Before: TALBOT, P.J., and METER and DONOFRIO, JJ.
PER CURIAM.
Defendant appeals as of right his jury trial convictions of two counts of delivering 50
grams or more but less than 450 grams of a controlled substance (to wit: crack cocaine), MCL
333.7401(2)(a)(iii). The prosecution presented evidence that defendant twice provided 74 grams
of cocaine (74.2 grams and 73.9 grams) to an undercover police officer during controlled buy
exercises executed by the Oakland County Narcotics Enforcement Team. Because the
prosecutor’s statements did not violate defendant’s due process rights or cause a miscarriage of
justice, and, because defendant has not shown she was prejudiced by the prosecution’s
statements, we affirm. This appeal has been decided without oral argument pursuant to MCR
7.214(E).

*****

TASK 1: Say whether each statement agrees with the opinion excerpt, answering yes or no and quoting the deciding words: (a) the defendant was convicted by a jury on two counts; (b) the appeal was decided after oral argument; (c) the cocaine was provided to an undercover police officer.
TASK 2: Please name the unit that, according to the opinion excerpt, executed the controlled buy exercises.
TASK 3: Summarize the opinion excerpt in two sentences.

DATA PROVIDED:
*****

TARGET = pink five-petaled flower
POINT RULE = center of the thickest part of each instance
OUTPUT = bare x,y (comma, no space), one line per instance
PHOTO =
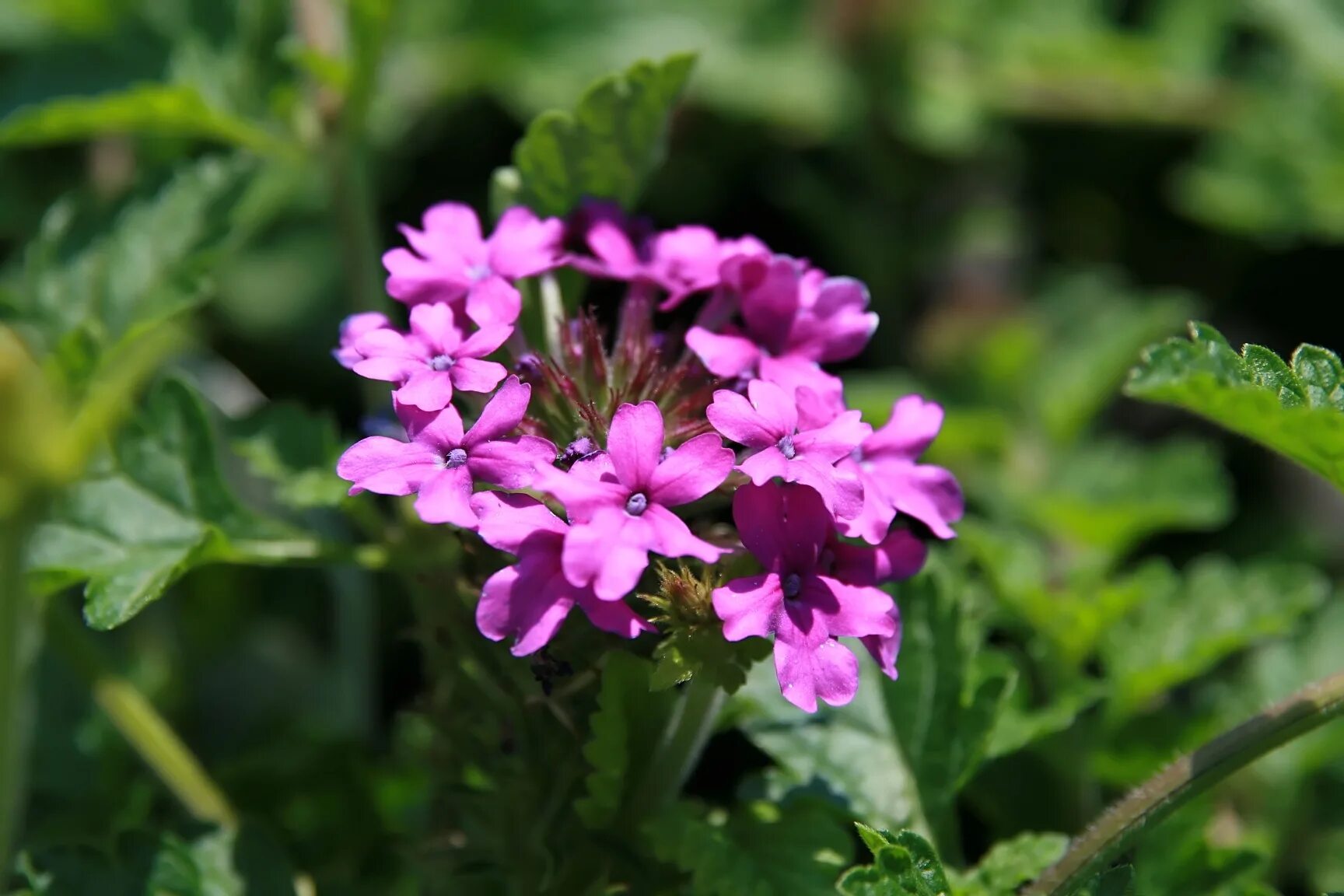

*****

FULL RESPONSE 1:
(a) Yes: "jury trial convictions of two counts of delivering 50 grams or more but less than 450 grams of a controlled substance"
(b) No: "This appeal has been decided without oral argument pursuant to MCR 7.214(E)."
(c) Yes: "twice provided 74 grams of cocaine (74.2 grams and 73.9 grams) to an undercover police officer"

FULL RESPONSE 2: The Oakland County Narcotics Enforcement Team.

FULL RESPONSE 3: The defendant appealed jury trial convictions on two counts of delivering 50 to under 450 grams of crack cocaine, after the prosecution presented evidence of two deliveries of about 74 grams each to an undercover officer during controlled buys run by the Oakland County Narcotics Enforcement Team. The court affirmed without oral argument, finding that the prosecutor's statements did not violate due process or cause a miscarriage of justice and that no prejudice had been shown.